━━━━━ SELECTED TEXT ━━━━━

Most of the farmers in the Kayunga District all borrow Jalia's bicycle to travel to the markets, health centers, and for personal business. It is common for a group of people to share one bicycle for errands and business activities.

PSO Aisha

Aisha Nakabuuka
Prisoners Support Organisation, Uganda

Aisha is a small-scale honey producer and seller in Kyebando, a suburb of the Ugandan capital of Kampala.  Aisha acquired a bike from PSO to help increase productivity in her honey business.  Aisha is the mother of two and spent the bulk of her day caring for her family, preparing meals and doing housework.  This life provided little income, however, so Aisha trained to become a bee keeper.  She began by selling crude, unprocessed honey in bulk, but quickly learned she could earn much more by processing it herself.  To keep the honey fresh and earn a premium price, she needed to deliver it as quickly as possible. She is able to do this now with the bicycle.

Fred Musunda

Fred Musunda

Fred Musunda collects milk from rural farmers in Matugga (about 15km from the city) and transports it to urban markets and urban individual households. Bicycles play a big role in the milk collection industry since most roads out of town are not easily accessible by motor-vehicles. There are about 35 milk collectors in this area who sell locally produced raw milk and dairy products (ghee, butter) and sell it to the peri-urban markets/trading centers.

Juma Maganga

Juma Maganga

Juma Maganga is a bicycle mechanic in Bwaise, about 45km from Kampala, the capital of Uganda. He also works part time at the PSO bike shop reconditioning bikes.

Instead of using a boda-boda (motorbike) he rides his bike to and from work. He said this Schwinn has saved him at least 30 minutes of commute time and helps him run errands, especially when he needs to buy spare parts to fix the bikes in the shop.

━━━━━ STORED RECORDS ━━━━━

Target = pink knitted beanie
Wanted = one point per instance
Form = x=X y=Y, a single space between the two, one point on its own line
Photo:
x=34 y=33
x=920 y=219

━━━━━

* [PROBLEM DETAILS]
Answer these questions about the text on bicycle users in Uganda.
(a) What product does Aisha Nakabuuka produce and sell?
(b) How far from the city is Matugga, where Fred Musunda collects milk?
(c) How much commute time has Juma Maganga's Schwinn saved him?

* [SOLUTION FOR THIS TASK]
(a) Honey.
(b) About 15km.
(c) At least 30 minutes.